→ AIM OF THE EXERCISE
Reproduce every one of the following entries verbatim, line for line, with no changes.

Source records
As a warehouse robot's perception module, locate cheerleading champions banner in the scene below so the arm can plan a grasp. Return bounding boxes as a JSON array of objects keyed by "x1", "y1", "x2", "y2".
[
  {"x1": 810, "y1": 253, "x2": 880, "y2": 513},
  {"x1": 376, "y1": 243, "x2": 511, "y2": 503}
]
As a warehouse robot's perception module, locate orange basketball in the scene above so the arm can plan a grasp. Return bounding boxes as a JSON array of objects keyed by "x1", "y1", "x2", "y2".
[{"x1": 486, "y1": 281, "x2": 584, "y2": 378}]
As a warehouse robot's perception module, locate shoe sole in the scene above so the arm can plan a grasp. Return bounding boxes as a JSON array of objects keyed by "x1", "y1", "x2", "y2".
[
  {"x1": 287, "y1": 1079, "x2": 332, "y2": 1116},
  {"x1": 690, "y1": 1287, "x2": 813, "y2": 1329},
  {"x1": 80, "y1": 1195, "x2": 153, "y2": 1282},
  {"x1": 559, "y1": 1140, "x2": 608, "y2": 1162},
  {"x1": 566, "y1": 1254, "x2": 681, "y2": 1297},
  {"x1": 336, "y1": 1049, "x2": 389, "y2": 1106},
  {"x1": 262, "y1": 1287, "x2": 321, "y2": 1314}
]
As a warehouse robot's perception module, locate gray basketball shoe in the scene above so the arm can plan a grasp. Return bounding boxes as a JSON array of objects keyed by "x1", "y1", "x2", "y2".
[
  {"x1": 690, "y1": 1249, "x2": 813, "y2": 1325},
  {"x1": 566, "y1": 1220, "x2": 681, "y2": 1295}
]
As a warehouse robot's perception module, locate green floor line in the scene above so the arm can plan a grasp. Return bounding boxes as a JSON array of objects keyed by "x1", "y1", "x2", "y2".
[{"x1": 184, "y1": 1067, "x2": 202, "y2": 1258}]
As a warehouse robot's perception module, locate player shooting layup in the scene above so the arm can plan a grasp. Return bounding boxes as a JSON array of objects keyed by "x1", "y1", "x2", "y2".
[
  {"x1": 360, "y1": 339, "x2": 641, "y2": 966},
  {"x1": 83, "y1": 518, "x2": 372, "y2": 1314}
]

→ FINAL RESULT
As a warehouse robot's perception module, locate cheerleading champions banner in the scene below so the arm can plan a grasp. Return bounding boxes as a JSON array of objects keyed by "x1", "y1", "x2", "y2".
[
  {"x1": 810, "y1": 253, "x2": 880, "y2": 513},
  {"x1": 376, "y1": 243, "x2": 511, "y2": 503}
]
As a warehouse robot's perception module, locate orange basketball in the scene above so the arm can plan a grasp. Return bounding boxes as a JSON array of objects keyed by "x1", "y1", "x2", "y2".
[{"x1": 486, "y1": 281, "x2": 584, "y2": 378}]
As a warehouse robot's perception module, locate shoe sole in the scene above so the arm can plan a grasp. Return bounding boxes as a JSON array of objects keyed by "x1", "y1", "x2", "y2".
[
  {"x1": 287, "y1": 1079, "x2": 332, "y2": 1116},
  {"x1": 690, "y1": 1287, "x2": 813, "y2": 1329},
  {"x1": 80, "y1": 1195, "x2": 153, "y2": 1282},
  {"x1": 559, "y1": 1140, "x2": 608, "y2": 1162},
  {"x1": 566, "y1": 1254, "x2": 681, "y2": 1297},
  {"x1": 336, "y1": 1049, "x2": 389, "y2": 1106},
  {"x1": 262, "y1": 1287, "x2": 321, "y2": 1314}
]
As a warehouse robot's perception module, locate gray basketball shoe in the scene above so the arm can plan a grasp. Return bounding boxes as a JSON array of objects keyed by "x1", "y1", "x2", "y2".
[
  {"x1": 690, "y1": 1249, "x2": 813, "y2": 1325},
  {"x1": 566, "y1": 1220, "x2": 681, "y2": 1295}
]
As a warehouse robot's perception module, locate green floor line in the scene above so the arm can plan a grasp. Return bounding boxes as a JSON array of objects keyed by "x1", "y1", "x2", "y2".
[{"x1": 184, "y1": 1067, "x2": 202, "y2": 1258}]
As a warehouse robot's perception module, locate player shooting layup in the scene above so the arm can plan a grasp. Return bounding boxes as a JSON array of objects keyed by "x1", "y1", "x2", "y2".
[
  {"x1": 360, "y1": 339, "x2": 641, "y2": 966},
  {"x1": 83, "y1": 518, "x2": 372, "y2": 1314}
]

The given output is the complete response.